# Work item
Only one stretch of the data below should be repeated: the lines from the line containing "Target: winch" through the line containing "Target: front door", inclusive, exactly as they are.
———
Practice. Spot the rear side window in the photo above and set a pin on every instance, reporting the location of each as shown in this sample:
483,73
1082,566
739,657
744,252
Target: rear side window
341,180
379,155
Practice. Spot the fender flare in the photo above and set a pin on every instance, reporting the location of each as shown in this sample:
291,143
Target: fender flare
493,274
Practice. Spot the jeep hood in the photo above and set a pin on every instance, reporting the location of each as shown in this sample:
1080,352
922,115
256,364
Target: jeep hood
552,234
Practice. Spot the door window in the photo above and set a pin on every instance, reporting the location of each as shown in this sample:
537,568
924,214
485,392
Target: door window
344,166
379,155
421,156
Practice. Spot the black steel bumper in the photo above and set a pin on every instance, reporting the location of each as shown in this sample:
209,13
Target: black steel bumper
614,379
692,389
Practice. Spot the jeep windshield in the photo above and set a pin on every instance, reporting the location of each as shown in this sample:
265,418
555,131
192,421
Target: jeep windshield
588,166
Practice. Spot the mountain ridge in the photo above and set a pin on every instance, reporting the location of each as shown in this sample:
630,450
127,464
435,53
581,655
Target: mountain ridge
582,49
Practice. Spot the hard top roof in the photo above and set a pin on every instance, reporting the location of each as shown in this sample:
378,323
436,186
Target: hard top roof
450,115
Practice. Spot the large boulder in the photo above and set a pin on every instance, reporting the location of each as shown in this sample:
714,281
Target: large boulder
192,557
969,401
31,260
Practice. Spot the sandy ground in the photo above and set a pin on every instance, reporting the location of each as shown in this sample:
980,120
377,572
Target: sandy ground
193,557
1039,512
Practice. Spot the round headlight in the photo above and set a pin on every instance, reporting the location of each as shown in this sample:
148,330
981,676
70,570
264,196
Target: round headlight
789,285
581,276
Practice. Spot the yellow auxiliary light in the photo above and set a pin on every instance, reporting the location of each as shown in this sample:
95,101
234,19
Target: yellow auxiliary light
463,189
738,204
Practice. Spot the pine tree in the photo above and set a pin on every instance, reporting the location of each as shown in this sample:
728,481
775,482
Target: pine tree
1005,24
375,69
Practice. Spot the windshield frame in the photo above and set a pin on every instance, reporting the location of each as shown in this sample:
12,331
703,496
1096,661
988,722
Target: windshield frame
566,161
———
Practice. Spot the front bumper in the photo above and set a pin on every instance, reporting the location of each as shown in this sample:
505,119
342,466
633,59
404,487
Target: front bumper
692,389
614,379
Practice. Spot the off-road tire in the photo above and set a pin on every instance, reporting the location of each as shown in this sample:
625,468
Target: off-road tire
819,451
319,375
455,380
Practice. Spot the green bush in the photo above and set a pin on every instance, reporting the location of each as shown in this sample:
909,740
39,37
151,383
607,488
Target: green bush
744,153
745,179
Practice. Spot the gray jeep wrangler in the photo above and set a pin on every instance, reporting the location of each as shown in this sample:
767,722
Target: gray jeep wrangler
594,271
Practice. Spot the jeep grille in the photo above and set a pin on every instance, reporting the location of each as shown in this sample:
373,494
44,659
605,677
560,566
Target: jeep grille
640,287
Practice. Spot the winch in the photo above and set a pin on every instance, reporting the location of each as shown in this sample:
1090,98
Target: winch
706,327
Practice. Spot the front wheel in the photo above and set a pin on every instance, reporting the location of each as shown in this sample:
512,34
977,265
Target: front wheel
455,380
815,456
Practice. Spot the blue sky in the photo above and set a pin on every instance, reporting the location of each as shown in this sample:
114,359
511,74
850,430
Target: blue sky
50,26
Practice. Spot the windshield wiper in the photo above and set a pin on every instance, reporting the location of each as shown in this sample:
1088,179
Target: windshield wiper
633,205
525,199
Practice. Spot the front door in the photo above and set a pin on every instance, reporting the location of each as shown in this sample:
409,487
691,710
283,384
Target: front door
———
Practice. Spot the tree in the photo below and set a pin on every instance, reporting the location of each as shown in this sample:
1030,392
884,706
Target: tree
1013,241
———
# Your solution
Target: winch
706,327
Practice. Spot the front wheel in the photo above and set a pin on every instance, reporting the location of each as shown in this sample:
512,34
977,265
Target: front wheel
455,380
815,456
Practice. Spot the blue sky in the photo above and set a pin on every instance, reporting the location of each as shown in this sample:
114,359
511,74
850,430
Target: blue sky
50,26
Practice. Spot the windshield wiper in the photo above and set a pin on every instance, reporting the location of each as shown in this sample:
1088,179
Target: windshield wiper
633,205
525,199
Practice. Spot the front door in the photo above and set a pin on every instance, reporting the location of each as shown in this sample:
409,487
691,710
283,384
Target: front door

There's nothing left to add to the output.